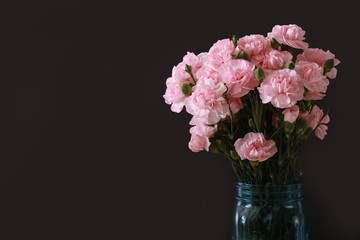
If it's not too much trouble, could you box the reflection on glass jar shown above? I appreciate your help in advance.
[232,182,308,240]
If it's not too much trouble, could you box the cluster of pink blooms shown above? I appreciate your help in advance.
[164,24,339,162]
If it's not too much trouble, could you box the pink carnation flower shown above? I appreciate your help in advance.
[267,24,309,49]
[258,69,304,108]
[296,48,340,79]
[298,105,330,140]
[260,49,293,71]
[188,124,217,152]
[163,52,203,112]
[282,105,299,123]
[163,77,187,113]
[234,132,277,162]
[237,34,270,65]
[294,61,329,100]
[218,59,259,98]
[206,39,235,71]
[185,77,228,125]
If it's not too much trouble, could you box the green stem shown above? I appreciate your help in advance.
[224,94,234,134]
[189,72,196,84]
[269,121,284,139]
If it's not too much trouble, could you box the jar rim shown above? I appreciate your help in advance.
[235,182,302,187]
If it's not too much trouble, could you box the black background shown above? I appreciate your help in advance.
[1,0,360,239]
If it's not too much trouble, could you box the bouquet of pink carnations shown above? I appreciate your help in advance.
[163,24,339,185]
────────────────────────────────────────
Problem details: Everything in the records above should be printed exactly, apart from the pictures.

Completed exercise:
If it's not too much trouble, could you box the reflection on glass jar shown above? I appreciate your help in advance.
[232,182,308,240]
If it's not too much trouble, could you box the cluster of pink blooms shown above? I appreciate your help in advance.
[164,24,339,162]
If it's not too much trouble, could you box the pink carnation flower shown above? I appreciate your help in advance.
[267,24,309,49]
[258,69,304,108]
[296,48,340,79]
[298,105,330,140]
[260,49,293,71]
[188,124,217,152]
[163,52,203,112]
[282,105,299,123]
[163,77,187,113]
[234,132,277,162]
[237,34,270,65]
[294,61,329,100]
[218,59,259,98]
[206,39,235,71]
[185,77,228,125]
If it's not too much trouble, could you box the green stem shown above? I appreciate your help in advance.
[224,94,234,134]
[189,72,196,84]
[269,121,284,139]
If it's not too much trouble, could you box the jar rim shown above? I appreciate your help in advance.
[235,182,302,187]
If it's not too much trouble, could you box the black background shown above? I appreciate your help in advance.
[1,0,360,239]
If it's not too much trouble, could you box the bouquet of pink carnations shown above? I appreciate your help in advance.
[163,24,339,185]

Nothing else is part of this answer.